(Natural-language object grounding data)

========

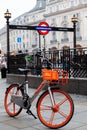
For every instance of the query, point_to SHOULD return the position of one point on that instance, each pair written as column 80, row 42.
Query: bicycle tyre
column 11, row 108
column 59, row 115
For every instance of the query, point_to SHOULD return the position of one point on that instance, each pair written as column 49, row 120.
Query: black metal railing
column 72, row 60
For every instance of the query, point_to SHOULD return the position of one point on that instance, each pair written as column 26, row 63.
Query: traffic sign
column 19, row 39
column 43, row 26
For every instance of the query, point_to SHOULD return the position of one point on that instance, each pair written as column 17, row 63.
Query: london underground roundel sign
column 45, row 30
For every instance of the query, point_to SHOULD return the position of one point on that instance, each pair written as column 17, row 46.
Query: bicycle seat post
column 26, row 82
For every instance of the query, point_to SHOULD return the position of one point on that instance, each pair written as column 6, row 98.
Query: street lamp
column 74, row 21
column 7, row 15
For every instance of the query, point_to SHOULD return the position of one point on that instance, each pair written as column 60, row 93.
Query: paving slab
column 26, row 122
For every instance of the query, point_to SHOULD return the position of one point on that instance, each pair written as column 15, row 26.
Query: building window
column 72, row 3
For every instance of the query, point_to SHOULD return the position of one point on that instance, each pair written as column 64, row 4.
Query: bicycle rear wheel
column 11, row 108
column 58, row 115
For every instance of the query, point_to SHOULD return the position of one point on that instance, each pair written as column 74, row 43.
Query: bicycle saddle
column 24, row 70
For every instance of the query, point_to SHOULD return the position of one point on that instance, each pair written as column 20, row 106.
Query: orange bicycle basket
column 49, row 74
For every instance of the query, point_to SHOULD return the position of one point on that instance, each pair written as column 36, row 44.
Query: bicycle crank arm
column 18, row 100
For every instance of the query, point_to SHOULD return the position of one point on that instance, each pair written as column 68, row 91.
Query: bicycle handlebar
column 46, row 59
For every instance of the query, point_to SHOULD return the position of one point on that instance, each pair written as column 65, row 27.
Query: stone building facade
column 56, row 13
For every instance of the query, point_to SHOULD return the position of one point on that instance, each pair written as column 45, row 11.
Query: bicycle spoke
column 13, row 107
column 52, row 117
column 43, row 107
column 61, row 102
column 9, row 103
column 62, row 113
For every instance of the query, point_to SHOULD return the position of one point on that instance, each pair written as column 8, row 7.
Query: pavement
column 26, row 122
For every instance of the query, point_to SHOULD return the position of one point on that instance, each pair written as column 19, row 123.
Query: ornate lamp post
column 74, row 21
column 7, row 15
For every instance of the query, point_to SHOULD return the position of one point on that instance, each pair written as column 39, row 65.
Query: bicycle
column 55, row 107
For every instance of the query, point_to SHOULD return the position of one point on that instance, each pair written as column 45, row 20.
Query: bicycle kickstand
column 30, row 113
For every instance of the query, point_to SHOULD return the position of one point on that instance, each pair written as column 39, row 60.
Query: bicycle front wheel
column 58, row 115
column 11, row 108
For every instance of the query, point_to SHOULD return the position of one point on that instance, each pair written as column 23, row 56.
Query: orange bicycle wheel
column 11, row 108
column 58, row 115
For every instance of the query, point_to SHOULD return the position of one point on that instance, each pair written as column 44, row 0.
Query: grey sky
column 16, row 8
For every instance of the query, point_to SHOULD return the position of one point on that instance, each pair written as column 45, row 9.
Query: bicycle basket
column 49, row 74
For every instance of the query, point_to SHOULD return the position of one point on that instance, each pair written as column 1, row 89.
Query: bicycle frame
column 38, row 90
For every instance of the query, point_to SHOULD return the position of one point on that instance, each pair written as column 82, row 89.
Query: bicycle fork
column 51, row 96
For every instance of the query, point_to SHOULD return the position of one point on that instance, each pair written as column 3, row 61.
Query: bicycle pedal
column 30, row 113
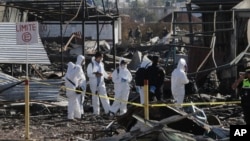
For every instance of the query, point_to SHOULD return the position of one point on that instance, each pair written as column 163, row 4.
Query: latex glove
column 83, row 87
column 123, row 80
column 137, row 88
column 152, row 89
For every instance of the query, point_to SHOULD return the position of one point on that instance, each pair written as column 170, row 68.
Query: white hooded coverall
column 121, row 89
column 82, row 81
column 144, row 64
column 178, row 81
column 72, row 74
column 97, row 86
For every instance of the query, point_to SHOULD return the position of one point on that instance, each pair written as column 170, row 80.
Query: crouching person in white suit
column 121, row 78
column 82, row 81
column 96, row 74
column 71, row 82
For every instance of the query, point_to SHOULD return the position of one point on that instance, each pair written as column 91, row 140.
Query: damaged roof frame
column 66, row 11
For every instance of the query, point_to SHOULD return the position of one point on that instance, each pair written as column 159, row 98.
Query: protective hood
column 181, row 64
column 145, row 62
column 70, row 66
column 79, row 59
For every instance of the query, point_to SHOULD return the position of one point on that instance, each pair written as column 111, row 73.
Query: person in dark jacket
column 243, row 84
column 155, row 76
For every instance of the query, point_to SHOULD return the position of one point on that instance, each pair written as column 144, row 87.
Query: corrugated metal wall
column 12, row 53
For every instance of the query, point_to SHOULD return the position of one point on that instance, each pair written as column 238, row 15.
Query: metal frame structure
column 66, row 11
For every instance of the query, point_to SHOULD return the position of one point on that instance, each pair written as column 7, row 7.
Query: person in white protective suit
column 71, row 82
column 96, row 74
column 80, row 61
column 140, row 76
column 178, row 81
column 121, row 78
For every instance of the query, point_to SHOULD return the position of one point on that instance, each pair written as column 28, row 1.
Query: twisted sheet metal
column 41, row 90
column 16, row 54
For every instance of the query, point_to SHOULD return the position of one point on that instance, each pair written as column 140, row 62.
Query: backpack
column 139, row 76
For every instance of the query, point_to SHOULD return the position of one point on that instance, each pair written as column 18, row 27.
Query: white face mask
column 123, row 66
column 83, row 63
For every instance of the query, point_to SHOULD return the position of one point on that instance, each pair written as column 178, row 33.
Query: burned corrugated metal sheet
column 7, row 81
column 12, row 89
column 44, row 90
column 13, row 53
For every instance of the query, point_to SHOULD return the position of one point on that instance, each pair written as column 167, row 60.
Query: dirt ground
column 51, row 124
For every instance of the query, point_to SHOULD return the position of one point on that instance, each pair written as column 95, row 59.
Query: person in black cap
column 155, row 75
column 243, row 84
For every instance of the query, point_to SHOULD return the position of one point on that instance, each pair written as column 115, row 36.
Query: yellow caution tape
column 155, row 105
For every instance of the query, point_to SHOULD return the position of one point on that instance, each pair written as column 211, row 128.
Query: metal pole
column 83, row 26
column 61, row 21
column 114, row 46
column 97, row 32
column 146, row 110
column 27, row 99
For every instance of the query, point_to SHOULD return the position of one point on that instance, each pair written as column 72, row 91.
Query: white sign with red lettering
column 26, row 33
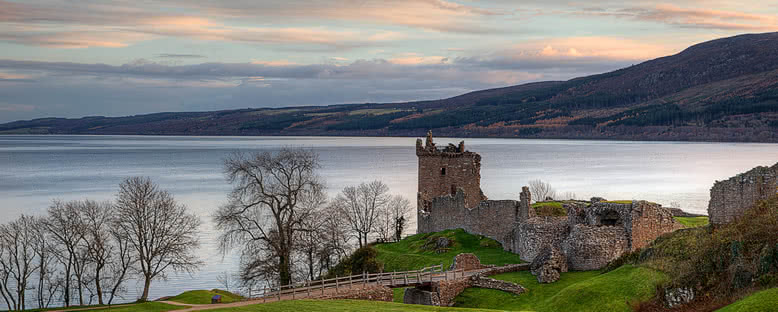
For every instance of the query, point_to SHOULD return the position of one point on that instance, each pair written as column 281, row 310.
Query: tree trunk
column 97, row 286
column 146, row 286
column 284, row 270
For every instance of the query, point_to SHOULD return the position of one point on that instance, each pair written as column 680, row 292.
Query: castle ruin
column 730, row 199
column 591, row 235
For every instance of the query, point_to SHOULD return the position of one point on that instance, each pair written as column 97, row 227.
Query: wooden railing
column 318, row 288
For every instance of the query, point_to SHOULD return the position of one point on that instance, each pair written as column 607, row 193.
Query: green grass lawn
column 763, row 301
column 575, row 291
column 691, row 222
column 549, row 209
column 409, row 254
column 341, row 306
column 204, row 296
column 399, row 294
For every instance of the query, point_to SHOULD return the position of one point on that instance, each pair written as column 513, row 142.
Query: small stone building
column 590, row 236
column 729, row 199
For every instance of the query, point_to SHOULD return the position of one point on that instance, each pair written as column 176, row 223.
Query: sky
column 74, row 58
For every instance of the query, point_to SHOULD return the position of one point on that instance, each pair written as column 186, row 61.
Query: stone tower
column 443, row 171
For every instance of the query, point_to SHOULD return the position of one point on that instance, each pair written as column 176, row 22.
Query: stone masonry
column 491, row 218
column 591, row 235
column 443, row 171
column 729, row 199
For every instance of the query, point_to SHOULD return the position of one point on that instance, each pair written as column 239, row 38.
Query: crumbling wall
column 490, row 218
column 649, row 221
column 467, row 262
column 729, row 199
column 372, row 293
column 533, row 235
column 592, row 247
column 443, row 171
column 448, row 290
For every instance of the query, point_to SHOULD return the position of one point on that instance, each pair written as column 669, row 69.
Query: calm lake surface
column 34, row 170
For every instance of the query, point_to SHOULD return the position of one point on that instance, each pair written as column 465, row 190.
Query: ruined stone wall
column 649, row 221
column 490, row 218
column 467, row 262
column 373, row 293
column 490, row 283
column 443, row 171
column 533, row 235
column 592, row 247
column 729, row 199
column 448, row 290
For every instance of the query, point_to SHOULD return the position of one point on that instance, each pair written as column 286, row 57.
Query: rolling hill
column 720, row 90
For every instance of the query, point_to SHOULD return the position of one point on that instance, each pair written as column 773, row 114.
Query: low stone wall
column 506, row 269
column 530, row 237
column 448, row 290
column 649, row 221
column 592, row 247
column 373, row 293
column 467, row 261
column 490, row 218
column 414, row 295
column 490, row 283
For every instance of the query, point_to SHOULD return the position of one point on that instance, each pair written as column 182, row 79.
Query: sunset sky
column 88, row 57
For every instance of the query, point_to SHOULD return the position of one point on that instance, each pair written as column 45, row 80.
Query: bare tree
column 18, row 260
column 272, row 196
column 362, row 205
column 541, row 190
column 108, row 256
column 162, row 234
column 48, row 283
column 66, row 228
column 400, row 210
column 335, row 239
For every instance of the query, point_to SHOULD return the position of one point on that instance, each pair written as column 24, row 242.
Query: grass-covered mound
column 204, row 296
column 691, row 222
column 341, row 306
column 364, row 259
column 763, row 301
column 575, row 291
column 720, row 263
column 419, row 251
column 549, row 209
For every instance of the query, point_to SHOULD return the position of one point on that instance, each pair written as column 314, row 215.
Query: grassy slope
column 691, row 222
column 576, row 291
column 409, row 253
column 204, row 296
column 340, row 305
column 763, row 301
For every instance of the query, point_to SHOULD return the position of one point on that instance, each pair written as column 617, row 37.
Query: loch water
column 34, row 170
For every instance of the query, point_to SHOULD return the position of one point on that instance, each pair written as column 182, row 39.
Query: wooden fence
column 318, row 288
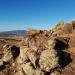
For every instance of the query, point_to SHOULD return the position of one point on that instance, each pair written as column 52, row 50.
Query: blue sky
column 39, row 14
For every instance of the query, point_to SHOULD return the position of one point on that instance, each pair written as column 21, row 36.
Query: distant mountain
column 14, row 32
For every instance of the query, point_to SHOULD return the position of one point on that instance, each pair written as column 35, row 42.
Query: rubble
column 41, row 52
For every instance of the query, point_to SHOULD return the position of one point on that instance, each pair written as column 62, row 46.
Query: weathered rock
column 48, row 60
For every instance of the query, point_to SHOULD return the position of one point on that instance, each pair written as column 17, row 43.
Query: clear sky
column 39, row 14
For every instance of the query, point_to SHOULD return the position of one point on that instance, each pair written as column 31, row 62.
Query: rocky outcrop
column 41, row 52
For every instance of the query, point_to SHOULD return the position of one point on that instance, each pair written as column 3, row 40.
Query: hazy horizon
column 38, row 14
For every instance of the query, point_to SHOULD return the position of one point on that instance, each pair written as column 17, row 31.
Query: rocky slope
column 42, row 52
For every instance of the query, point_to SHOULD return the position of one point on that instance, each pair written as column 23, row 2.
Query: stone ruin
column 41, row 52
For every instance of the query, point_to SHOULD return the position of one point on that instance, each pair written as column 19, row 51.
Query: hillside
column 42, row 52
column 15, row 32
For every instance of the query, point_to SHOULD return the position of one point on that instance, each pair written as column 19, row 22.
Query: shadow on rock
column 64, row 57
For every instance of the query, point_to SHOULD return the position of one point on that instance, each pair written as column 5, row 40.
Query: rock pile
column 42, row 52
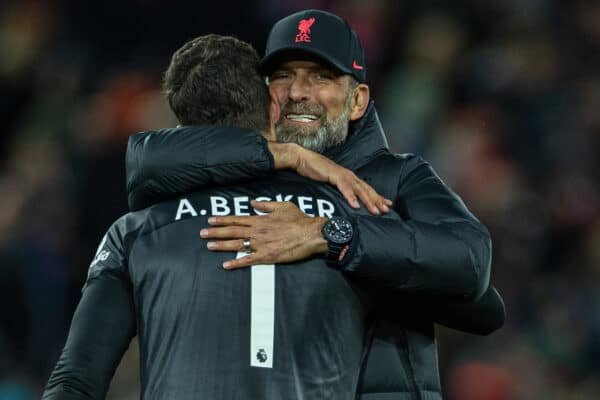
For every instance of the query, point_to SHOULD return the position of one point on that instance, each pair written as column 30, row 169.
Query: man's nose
column 299, row 89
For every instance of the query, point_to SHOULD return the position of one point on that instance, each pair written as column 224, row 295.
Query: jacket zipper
column 409, row 367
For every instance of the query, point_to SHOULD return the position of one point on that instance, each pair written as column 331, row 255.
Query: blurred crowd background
column 503, row 98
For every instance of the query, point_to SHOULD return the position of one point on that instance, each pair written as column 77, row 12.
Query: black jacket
column 434, row 263
column 272, row 333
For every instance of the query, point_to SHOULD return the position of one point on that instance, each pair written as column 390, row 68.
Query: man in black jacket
column 429, row 262
column 291, row 332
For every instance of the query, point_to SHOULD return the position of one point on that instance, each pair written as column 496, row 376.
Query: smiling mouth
column 304, row 118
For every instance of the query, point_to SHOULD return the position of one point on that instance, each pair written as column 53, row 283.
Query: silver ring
column 246, row 244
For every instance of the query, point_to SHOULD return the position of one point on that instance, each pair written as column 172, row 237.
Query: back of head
column 215, row 80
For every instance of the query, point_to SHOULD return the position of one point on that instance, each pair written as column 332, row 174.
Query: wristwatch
column 338, row 232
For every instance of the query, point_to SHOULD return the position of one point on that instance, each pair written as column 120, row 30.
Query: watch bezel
column 337, row 226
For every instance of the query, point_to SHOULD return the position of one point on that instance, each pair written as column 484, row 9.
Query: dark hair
column 215, row 80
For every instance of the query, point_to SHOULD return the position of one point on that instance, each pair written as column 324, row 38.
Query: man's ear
column 360, row 102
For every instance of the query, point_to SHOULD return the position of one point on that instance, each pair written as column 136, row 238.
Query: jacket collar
column 365, row 141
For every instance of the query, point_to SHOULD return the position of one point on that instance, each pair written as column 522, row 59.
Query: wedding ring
column 246, row 244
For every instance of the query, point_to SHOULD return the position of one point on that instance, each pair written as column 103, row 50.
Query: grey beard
column 330, row 133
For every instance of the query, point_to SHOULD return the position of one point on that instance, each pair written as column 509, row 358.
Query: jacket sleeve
column 170, row 162
column 437, row 248
column 101, row 329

========

Out of the records above, return only the lines from the one with "45, row 80." through the one with "17, row 43.", exactly, and none of the pictures.

#### RESPONSE TO THIS TASK
For every instance of the query, point_to SHOULD return the position of one point on that instance, each pair written as column 45, row 80.
Query: bare tree
column 18, row 260
column 272, row 196
column 362, row 205
column 541, row 190
column 108, row 256
column 162, row 234
column 48, row 283
column 66, row 228
column 400, row 210
column 335, row 239
For every instance of the query, point_to SHOULD return the position of one point on that instance, each pair written as column 24, row 242.
Query: grass-covered mound
column 204, row 296
column 691, row 222
column 341, row 306
column 364, row 259
column 763, row 301
column 575, row 291
column 720, row 263
column 419, row 251
column 549, row 209
For every instance of the query, point_to SHOULD return the position of one point on that instance, each pair written as column 314, row 215.
Query: grassy slope
column 691, row 222
column 576, row 291
column 409, row 253
column 204, row 296
column 340, row 305
column 763, row 301
For every instance of the query, point_to SHOULD return the position of one point on that instance, each pair written as column 617, row 37.
Query: loch water
column 34, row 170
For every instance of the query, point_to SHOULD return the position of one point on that instance, each pair written as column 182, row 39.
Query: wooden fence
column 318, row 288
For every instance of the query, point_to SHOULD return the position of one point on that instance, each pair written as column 52, row 50.
Query: blue sky
column 39, row 14
For every instance of the query, point_to SHOULD return the position of one point on that instance, each pair written as column 21, row 36.
Query: distant mountain
column 14, row 32
For every instance of the query, point_to SHOULD return the position of one point on that instance, each pair written as column 35, row 42.
Query: rubble
column 41, row 52
For every instance of the query, point_to SHOULD return the position of one point on that instance, each pair written as column 62, row 46.
Query: weathered rock
column 48, row 60
For every instance of the query, point_to SHOULD return the position of one point on that instance, each pair written as column 17, row 43.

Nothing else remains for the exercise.